Repeat the article about Tomorrow Studios' projects word for word, from "On the development" to "set at streamers.".

Reading passage below:

John Cho stars, although a torn ACL, meant a nine-month production stoppage, time used by the team to write a second season. The plan is to go into production in September in New Zealand, which as Clements says, looks more optimistic with regards to COVID-19 than many other countries.
Tomorrow Studios is also hoping to head to South Africa by the end of the year to film One Piece, a live-action adaptation of the best-selling manga title.
Adelstein says, “We started to go three or four times a year to Japan and our pitch was it takes five years to make these movies, you have to jam so much into an hour and a half, let’s make them as television series, you have nine years of episodes here, why would you make a movie. We have this foothold in Japan. It’s a whole new muscle.”
On the development front, the Steve Coogan and Hart Hanson-written The Persuaders, is a reboot of the ITV series that starred Roger Moore and Tony Curtis. It follows two reluctant heroes, a Brit and an American, who are forced to work as fixers for a shadowy billionaire.
Alan Partridge creator Coogan is coming off the back of starring in feature film Greed and the end of his cult British comedy The Trip, while Hanson created long-running Fox hit Bones. “They’re a dream team,” says Clements.
Also on its development slate are a number of book adaptations of Frances Cha’s I Had Your Face and Mahesh Rao’s Polite Society, which are both set at streamers.
I Had Your Face, which is set to shoot in South Korea, follows four young women making their way in a world defined by impossible standards of beauty, after-hours room salons catering to wealthy men, ruthless social hierarchies, and K-pop mania. Polite Society is a modern reimagining of Jane Austen’s Emma set in Delhi.

End of Reading passage.
Source material below:

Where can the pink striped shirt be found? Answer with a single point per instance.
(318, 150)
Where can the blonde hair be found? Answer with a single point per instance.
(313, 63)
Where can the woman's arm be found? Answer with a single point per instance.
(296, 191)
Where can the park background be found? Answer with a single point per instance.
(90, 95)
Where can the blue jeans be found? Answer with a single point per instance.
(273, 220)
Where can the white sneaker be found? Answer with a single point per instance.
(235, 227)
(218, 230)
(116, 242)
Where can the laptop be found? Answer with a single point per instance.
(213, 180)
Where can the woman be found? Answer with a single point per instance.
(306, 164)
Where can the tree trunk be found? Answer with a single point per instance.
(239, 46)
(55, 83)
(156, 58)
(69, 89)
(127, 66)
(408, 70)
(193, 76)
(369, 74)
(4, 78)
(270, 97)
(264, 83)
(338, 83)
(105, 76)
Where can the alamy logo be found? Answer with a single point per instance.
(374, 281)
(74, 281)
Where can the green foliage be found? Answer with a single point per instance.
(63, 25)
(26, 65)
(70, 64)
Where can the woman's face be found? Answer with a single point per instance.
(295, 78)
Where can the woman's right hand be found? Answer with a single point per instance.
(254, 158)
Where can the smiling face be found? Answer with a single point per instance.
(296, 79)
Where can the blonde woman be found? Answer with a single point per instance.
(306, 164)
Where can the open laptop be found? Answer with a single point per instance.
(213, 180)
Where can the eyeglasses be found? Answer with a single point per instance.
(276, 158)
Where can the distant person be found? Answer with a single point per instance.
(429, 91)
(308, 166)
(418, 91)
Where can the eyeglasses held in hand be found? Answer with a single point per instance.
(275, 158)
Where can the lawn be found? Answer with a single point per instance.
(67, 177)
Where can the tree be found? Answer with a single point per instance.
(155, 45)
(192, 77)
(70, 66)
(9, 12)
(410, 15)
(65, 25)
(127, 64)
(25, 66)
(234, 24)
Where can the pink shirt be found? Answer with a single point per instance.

End of Source material.

▸ **Written answer**
On the development front, the Steve Coogan and Hart Hanson-written The Persuaders, is a reboot of the ITV series that starred Roger Moore and Tony Curtis. It follows two reluctant heroes, a Brit and an American, who are forced to work as fixers for a shadowy billionaire.
Alan Partridge creator Coogan is coming off the back of starring in feature film Greed and the end of his cult British comedy The Trip, while Hanson created long-running Fox hit Bones. “They’re a dream team,” says Clements.
Also on its development slate are a number of book adaptations of Frances Cha’s I Had Your Face and Mahesh Rao’s Polite Society, which are both set at streamers.